Set exercise 1:
In the message about slow crash-dump analysis, how long did the command "kmem -s" take on the dump being examined?
Set exercise 2:
Decide whether each statement agrees with the message about slow crash-dump analysis. Answer yes or no for each, quoting the deciding words.
(a) The writer routinely examines crash dumps from systems with 2TB or more of memory.
(b) Performance improvement work for kmem -s was done in version 6.0.3.
(c) The writer proposes creating one thread per cache with no limit on the number of threads.
Set exercise 3:
Write a continuation of the message about slow crash-dump analysis, starting right after its final sentence.

Text section:
(2013/04/12 9:24), James Washer wrote:
Machines are getting ever bigger. I routinely look at crash dumps
from
systems with 2TB or more of memory. I'm finding I'm wasting too much
time waiting on crash to complete a command. For example "kmem -s" took
close to an hour on the dump I'm looking at now.
Has anyone ever looked into mutli-threading crash? Given the kmem -s
example above, a thread could be created for each cache (up to some
defined limit of threads).
Things like "foreach" could spawn threads. I'm sure there are lots of
other opportunities.
Yes, I know, it's open source, I should just go do it myself. Still, I'd
like to hear pro's and con's on this idea.
FYI. Some performance improvement work for kmem -s and kmem -p was done
on v6.0.3. If you are using crash utility older than 6.0.3, using latest
version might be enough for you.

Supplied entries:
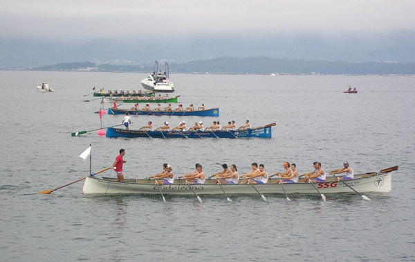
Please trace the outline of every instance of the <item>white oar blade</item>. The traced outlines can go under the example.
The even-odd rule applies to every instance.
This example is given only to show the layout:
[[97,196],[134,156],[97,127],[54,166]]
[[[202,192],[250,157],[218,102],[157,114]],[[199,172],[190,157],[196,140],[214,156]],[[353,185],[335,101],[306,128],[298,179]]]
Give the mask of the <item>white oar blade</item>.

Exercise answer 1:
It took close to an hour.

Exercise answer 2:
(a) Yes: "I routinely look at crash dumps from systems with 2TB or more of memory."
(b) Yes: "Some performance improvement work for kmem -s and kmem -p was done on v6.0.3."
(c) No: "up to some defined limit of threads"

Exercise answer 3:
From ChangeLog:
6.0.3 - Fix to gdb-7.3.1/bfd/bfdio.c to properly zero out a complete
struct stat with a corrected memset argument; caught when
compiling with the Clang Static Analyzer.
(idoenmez(a)suse.de)
<cut>
- Significant speed increase of the "kmem -p" command,
especially on large-memory systems.
(qiaonuohan(a)cn.fujitsu.com)
<cut>
- Performance increase for the "kmem -s <address>" option on
kernels configured with CONFIG_SLAB, most notably on kernels
whose kmem_cache.array[NR_CPUS] array is several pages in
size.
(qiaonuohan(a)cn.fujitsu.com)
--
Thanks.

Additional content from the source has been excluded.